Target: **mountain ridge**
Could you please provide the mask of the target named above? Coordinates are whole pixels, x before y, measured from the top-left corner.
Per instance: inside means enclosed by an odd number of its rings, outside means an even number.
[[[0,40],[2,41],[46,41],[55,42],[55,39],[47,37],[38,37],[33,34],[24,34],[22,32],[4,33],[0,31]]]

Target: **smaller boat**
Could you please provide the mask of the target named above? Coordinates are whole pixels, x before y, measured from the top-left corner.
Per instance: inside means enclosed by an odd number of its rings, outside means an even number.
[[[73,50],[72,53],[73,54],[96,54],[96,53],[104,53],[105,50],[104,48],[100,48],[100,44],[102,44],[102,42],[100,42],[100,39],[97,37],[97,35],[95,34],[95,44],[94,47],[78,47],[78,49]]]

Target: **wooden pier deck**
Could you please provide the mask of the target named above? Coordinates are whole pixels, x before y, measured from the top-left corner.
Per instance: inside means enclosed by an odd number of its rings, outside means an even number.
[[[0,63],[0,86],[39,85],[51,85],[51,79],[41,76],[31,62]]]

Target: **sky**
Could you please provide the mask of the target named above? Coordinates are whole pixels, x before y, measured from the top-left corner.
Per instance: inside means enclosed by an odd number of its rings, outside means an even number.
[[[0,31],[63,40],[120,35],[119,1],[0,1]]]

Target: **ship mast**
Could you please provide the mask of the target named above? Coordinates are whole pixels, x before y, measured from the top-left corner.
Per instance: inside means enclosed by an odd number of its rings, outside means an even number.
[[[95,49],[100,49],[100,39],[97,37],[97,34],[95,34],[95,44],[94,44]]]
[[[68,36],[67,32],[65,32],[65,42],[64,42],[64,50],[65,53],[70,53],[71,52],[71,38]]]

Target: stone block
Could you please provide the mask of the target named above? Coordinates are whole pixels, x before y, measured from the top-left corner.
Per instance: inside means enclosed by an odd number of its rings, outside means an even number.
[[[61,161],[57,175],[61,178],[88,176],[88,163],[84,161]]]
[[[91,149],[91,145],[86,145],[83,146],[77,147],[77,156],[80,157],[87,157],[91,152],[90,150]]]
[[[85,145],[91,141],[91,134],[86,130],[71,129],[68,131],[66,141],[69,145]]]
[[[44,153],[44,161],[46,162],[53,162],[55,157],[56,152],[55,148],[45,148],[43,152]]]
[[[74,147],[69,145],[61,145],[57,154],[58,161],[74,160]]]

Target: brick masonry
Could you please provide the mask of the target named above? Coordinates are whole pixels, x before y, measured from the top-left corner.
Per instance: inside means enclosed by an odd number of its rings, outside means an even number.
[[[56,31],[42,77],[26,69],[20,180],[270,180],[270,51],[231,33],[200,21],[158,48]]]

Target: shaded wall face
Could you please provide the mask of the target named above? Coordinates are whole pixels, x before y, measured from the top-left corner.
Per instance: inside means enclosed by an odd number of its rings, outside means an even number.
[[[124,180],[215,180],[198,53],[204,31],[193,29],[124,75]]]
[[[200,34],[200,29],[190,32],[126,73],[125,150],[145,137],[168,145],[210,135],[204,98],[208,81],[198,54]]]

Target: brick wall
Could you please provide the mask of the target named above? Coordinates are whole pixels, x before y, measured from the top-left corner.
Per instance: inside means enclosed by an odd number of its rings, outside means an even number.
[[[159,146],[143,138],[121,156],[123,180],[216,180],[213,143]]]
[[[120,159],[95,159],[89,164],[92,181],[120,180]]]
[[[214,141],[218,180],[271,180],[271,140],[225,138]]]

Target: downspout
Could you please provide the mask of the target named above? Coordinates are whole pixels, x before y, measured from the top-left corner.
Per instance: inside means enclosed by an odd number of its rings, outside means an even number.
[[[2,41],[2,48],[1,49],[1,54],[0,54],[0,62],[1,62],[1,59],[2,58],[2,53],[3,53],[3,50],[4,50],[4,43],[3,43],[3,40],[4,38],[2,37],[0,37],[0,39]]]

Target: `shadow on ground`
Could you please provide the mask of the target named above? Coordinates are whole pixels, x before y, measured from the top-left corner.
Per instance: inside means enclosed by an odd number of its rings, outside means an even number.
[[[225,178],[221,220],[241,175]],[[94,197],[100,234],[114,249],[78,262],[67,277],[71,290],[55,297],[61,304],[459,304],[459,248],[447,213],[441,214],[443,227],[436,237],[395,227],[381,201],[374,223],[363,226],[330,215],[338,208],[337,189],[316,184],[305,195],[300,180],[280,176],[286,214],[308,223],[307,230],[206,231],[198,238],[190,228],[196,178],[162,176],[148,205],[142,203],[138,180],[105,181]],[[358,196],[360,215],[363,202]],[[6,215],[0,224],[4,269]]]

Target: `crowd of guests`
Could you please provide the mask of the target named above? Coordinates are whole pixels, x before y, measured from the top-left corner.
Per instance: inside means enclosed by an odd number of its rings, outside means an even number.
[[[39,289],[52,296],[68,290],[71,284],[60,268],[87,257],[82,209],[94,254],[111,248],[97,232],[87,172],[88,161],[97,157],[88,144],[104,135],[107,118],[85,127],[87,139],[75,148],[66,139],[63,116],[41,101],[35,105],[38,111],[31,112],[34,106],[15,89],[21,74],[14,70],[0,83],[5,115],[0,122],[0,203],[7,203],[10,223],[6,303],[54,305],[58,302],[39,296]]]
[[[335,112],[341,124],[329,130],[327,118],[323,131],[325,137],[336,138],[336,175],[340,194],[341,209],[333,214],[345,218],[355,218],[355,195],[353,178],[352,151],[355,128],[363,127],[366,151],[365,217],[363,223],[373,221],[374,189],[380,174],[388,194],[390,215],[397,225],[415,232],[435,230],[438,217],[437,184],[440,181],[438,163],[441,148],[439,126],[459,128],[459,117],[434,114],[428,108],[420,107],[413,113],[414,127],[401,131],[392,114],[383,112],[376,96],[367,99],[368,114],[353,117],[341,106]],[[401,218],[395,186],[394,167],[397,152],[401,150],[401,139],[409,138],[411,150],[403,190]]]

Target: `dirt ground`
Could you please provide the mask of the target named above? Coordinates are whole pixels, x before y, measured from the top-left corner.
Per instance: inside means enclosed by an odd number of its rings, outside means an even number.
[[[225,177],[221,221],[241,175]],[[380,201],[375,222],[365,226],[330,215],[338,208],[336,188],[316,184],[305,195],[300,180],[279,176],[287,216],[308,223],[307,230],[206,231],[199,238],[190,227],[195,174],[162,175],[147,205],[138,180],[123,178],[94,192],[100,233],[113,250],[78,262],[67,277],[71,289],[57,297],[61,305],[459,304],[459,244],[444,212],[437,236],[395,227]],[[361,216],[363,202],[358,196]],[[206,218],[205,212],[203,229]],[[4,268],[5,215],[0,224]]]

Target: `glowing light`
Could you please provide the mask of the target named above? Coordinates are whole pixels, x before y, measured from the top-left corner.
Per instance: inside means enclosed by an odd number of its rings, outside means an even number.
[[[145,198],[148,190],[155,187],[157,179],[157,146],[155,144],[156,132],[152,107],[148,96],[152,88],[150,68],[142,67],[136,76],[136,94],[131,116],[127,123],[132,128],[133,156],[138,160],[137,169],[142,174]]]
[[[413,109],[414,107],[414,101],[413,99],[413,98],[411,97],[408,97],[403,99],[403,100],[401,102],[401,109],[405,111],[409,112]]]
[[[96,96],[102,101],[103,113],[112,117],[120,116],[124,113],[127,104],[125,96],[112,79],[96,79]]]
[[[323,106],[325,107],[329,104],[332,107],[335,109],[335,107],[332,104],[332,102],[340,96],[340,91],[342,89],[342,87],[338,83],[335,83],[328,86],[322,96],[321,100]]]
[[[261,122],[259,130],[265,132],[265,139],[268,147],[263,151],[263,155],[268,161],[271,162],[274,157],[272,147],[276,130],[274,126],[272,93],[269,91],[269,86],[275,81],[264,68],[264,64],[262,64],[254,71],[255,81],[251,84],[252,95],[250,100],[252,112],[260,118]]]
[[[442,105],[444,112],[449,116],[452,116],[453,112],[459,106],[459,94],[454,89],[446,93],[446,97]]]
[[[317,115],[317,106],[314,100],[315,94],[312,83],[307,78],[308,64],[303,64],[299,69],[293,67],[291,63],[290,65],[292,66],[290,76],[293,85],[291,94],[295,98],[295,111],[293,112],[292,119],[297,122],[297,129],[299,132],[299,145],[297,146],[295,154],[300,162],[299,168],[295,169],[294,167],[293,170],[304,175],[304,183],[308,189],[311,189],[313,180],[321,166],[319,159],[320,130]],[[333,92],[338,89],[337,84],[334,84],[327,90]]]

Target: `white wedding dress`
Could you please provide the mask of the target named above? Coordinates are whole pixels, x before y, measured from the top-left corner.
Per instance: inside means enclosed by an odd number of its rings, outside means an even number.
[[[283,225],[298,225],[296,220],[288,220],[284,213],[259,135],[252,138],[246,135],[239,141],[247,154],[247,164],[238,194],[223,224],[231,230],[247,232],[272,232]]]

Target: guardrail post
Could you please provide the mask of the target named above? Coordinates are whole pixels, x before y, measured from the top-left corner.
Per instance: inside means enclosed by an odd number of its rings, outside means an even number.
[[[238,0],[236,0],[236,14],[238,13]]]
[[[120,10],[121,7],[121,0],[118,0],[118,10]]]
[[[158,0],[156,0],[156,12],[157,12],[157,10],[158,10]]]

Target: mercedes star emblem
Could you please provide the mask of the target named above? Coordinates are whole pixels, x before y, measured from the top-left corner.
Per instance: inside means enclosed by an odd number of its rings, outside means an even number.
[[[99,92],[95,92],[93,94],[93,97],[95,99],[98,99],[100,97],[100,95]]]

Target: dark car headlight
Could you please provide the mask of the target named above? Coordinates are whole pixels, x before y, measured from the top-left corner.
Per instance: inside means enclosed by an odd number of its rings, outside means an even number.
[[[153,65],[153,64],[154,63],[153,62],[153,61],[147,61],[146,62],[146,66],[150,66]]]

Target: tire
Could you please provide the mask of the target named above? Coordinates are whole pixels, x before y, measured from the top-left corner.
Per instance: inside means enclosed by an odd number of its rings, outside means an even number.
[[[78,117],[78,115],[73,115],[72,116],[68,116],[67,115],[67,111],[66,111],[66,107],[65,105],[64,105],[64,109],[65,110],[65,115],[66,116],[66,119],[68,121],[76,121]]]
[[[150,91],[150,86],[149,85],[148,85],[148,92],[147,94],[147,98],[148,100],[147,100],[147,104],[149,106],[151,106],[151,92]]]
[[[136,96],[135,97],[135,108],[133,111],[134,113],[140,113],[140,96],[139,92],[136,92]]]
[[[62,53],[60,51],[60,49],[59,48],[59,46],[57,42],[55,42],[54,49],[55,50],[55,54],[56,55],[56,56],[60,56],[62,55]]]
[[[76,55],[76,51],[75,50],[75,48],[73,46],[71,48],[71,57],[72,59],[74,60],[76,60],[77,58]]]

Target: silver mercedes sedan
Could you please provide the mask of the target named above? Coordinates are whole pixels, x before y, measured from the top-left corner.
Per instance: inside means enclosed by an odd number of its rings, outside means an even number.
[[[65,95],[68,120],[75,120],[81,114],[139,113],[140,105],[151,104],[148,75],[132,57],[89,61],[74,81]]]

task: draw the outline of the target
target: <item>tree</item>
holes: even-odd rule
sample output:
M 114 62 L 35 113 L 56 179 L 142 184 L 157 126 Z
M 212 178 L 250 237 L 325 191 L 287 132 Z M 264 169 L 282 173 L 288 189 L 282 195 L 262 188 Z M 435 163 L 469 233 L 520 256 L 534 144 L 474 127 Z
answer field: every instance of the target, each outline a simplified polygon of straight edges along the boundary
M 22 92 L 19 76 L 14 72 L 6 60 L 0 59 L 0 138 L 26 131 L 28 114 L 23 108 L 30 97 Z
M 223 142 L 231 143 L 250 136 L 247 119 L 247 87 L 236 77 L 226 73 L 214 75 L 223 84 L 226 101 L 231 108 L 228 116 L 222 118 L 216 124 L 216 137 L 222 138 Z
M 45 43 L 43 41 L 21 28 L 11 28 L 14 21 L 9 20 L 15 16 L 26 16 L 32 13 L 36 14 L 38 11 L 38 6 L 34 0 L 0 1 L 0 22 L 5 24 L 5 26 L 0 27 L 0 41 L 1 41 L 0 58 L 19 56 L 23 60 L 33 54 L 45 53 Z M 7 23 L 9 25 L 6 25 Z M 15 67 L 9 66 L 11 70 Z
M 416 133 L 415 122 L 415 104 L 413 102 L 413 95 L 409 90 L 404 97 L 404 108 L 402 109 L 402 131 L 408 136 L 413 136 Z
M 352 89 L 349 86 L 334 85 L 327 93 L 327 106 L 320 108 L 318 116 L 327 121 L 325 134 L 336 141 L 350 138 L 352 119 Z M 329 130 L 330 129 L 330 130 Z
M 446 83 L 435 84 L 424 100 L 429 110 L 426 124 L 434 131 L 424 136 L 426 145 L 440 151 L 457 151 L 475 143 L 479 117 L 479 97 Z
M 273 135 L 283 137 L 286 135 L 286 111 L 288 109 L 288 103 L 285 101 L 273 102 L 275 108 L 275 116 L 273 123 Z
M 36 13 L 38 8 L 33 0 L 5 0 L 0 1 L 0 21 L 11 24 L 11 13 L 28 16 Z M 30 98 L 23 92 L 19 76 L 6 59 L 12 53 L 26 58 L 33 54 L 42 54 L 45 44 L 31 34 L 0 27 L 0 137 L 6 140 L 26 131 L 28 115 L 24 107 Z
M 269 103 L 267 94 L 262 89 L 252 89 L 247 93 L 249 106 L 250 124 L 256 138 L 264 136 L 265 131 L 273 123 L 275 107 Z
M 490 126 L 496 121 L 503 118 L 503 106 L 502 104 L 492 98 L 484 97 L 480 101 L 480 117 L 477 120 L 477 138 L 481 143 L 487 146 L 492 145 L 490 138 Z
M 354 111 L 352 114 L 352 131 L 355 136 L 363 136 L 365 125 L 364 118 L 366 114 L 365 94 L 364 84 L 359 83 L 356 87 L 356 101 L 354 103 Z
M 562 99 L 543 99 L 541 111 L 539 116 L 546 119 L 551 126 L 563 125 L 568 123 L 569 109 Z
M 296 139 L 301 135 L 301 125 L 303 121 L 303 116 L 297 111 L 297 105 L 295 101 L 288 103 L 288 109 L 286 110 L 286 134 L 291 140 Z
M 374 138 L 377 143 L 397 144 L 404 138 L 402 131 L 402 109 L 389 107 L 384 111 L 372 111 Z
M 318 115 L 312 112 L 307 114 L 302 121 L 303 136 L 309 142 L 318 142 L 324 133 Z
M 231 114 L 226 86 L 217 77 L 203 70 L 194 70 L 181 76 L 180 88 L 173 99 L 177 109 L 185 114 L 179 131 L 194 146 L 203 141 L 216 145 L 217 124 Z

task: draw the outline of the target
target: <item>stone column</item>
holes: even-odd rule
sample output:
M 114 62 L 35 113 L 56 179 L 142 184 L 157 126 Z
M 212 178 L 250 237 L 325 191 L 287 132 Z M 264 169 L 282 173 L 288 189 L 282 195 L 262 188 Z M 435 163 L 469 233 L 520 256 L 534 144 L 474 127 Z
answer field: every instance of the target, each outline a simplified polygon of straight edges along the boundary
⁂
▶ TAREFA
Retorne sem nenhuma alteração as linhas dos dados acima, começando pela linha com "Target: brick masonry" e seguindo até a linha com "[[[214,141],[218,180],[271,180],[271,140],[225,138]]]", ambas incluídas.

▶ SOLUÇÃO PROPOSTA
Target: brick masonry
Could you please provide the mask of the target named above? Coordinates are whole pixels, x before y, measured from the top-left corner.
Per instance: inside means enclosed by an odd number of its rings, outside means an even number.
[[[56,31],[42,77],[26,69],[20,180],[270,180],[270,51],[231,33],[200,21],[158,48]]]

Target: shaded wall face
Could you please provide the mask of the target named above? Coordinates are whole pixels, x before y, measured from the top-left corner.
Per instance: inside means enclosed by an odd number of its rings, outside means an even number.
[[[124,180],[215,180],[198,53],[204,31],[193,29],[124,75]]]
[[[200,34],[200,29],[190,32],[126,73],[125,150],[145,137],[168,145],[210,135],[204,98],[208,81],[198,54]]]

Target: brick wall
Could you please provide the mask of the target named above? Coordinates are whole pixels, x before y, measured from the top-left corner.
Per instance: inside means enclosed by an odd number of its rings, outside means an even number.
[[[159,146],[143,138],[121,156],[123,180],[216,180],[213,143]]]
[[[120,159],[95,159],[89,164],[92,181],[120,180]]]
[[[214,141],[218,180],[271,180],[271,140],[225,138]]]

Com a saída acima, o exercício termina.